Stored data entries:
--

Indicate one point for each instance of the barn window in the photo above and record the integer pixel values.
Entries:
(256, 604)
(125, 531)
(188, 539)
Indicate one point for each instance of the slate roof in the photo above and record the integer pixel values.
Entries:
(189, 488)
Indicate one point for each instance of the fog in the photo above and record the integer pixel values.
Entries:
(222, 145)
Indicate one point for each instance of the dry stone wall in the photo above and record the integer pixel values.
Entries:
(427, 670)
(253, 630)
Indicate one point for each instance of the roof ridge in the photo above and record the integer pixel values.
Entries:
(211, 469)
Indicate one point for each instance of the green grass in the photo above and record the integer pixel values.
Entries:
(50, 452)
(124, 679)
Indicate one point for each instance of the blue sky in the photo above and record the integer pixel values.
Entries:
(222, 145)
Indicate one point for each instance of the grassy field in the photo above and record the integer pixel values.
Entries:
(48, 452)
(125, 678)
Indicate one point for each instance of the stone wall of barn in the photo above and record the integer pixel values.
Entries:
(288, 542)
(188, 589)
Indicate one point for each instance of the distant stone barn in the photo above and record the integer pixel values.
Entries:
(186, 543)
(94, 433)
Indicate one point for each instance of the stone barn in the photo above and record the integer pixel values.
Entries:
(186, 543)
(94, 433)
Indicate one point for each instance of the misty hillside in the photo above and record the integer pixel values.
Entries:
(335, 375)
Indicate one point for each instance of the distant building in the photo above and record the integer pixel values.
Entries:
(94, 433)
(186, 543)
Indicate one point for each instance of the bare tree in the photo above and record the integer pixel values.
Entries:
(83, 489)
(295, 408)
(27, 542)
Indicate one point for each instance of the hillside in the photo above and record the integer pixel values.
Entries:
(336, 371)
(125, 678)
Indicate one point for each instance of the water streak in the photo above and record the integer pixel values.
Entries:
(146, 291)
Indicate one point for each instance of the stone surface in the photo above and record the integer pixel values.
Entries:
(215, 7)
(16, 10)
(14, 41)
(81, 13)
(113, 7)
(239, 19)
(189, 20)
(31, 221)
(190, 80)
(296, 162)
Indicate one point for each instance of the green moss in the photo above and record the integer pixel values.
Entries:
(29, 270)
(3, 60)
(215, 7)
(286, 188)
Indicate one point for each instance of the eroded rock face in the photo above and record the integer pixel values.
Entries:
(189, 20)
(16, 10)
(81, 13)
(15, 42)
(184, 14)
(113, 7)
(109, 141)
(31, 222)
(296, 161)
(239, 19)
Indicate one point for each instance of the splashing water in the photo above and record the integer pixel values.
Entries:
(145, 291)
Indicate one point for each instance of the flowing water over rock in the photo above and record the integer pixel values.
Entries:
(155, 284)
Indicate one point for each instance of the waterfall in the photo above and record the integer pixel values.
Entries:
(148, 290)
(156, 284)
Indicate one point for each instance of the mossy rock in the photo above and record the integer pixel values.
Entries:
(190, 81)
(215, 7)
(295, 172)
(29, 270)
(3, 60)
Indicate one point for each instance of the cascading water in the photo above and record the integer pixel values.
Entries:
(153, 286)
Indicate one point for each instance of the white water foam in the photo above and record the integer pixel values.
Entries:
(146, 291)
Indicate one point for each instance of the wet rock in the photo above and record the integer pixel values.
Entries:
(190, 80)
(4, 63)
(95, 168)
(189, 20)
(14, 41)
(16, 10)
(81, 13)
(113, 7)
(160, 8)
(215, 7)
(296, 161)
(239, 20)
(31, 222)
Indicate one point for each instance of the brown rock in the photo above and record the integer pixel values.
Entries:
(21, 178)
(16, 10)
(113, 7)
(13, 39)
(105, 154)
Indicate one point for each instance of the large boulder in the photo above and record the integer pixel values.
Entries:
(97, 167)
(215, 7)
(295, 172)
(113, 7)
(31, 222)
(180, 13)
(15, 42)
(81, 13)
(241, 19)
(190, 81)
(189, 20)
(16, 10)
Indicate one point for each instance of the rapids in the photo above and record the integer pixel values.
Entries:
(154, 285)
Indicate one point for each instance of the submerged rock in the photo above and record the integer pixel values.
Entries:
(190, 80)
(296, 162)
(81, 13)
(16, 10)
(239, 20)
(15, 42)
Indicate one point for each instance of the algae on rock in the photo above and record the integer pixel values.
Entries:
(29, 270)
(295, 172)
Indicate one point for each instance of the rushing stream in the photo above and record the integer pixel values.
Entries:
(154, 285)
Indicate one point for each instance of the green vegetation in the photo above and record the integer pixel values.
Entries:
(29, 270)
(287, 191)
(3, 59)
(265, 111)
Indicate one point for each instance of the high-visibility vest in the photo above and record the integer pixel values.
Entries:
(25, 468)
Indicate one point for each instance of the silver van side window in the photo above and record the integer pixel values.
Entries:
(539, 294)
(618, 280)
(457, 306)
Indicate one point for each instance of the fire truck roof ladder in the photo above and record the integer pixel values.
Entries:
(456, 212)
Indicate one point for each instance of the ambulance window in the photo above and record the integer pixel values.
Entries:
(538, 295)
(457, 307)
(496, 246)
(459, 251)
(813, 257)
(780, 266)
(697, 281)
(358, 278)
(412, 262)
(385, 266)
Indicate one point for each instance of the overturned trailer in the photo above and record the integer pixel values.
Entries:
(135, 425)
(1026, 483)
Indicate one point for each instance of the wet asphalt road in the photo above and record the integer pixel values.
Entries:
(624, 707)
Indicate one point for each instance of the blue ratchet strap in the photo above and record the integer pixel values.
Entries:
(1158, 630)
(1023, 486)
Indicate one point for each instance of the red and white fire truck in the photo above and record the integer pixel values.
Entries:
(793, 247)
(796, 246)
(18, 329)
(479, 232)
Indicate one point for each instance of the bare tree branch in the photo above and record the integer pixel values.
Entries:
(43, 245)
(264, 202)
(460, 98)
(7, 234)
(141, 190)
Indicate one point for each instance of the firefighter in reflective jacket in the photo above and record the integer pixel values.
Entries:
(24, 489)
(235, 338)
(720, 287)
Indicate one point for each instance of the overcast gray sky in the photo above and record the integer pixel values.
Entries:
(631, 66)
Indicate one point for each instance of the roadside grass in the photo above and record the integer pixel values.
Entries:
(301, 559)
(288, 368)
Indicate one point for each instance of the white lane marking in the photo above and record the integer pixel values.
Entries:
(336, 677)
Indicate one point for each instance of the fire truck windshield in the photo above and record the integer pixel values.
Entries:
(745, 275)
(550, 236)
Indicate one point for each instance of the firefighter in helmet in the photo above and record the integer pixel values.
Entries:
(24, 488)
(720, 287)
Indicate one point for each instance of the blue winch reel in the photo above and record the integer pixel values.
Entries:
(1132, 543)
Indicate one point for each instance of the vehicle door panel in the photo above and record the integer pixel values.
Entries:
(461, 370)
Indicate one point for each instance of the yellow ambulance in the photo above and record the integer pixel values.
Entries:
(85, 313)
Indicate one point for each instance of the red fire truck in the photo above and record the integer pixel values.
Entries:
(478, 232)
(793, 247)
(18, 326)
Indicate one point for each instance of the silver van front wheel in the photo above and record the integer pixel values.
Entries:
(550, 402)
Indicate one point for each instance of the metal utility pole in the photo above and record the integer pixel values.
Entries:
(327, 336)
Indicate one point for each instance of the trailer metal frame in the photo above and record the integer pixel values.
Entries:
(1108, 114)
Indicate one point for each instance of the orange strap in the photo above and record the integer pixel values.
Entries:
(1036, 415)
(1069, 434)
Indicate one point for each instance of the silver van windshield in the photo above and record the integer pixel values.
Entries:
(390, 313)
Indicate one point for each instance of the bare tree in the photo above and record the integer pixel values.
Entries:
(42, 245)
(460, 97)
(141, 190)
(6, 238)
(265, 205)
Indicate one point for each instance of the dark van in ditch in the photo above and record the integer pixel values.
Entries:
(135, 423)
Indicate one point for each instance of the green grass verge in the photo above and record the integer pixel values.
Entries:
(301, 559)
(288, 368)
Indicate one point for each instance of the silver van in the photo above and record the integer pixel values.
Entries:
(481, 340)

--

Problem statement:
Report how many lines of the data above hold the string "distant". Nothing else belongs in the answer.

Answer to this problem:
2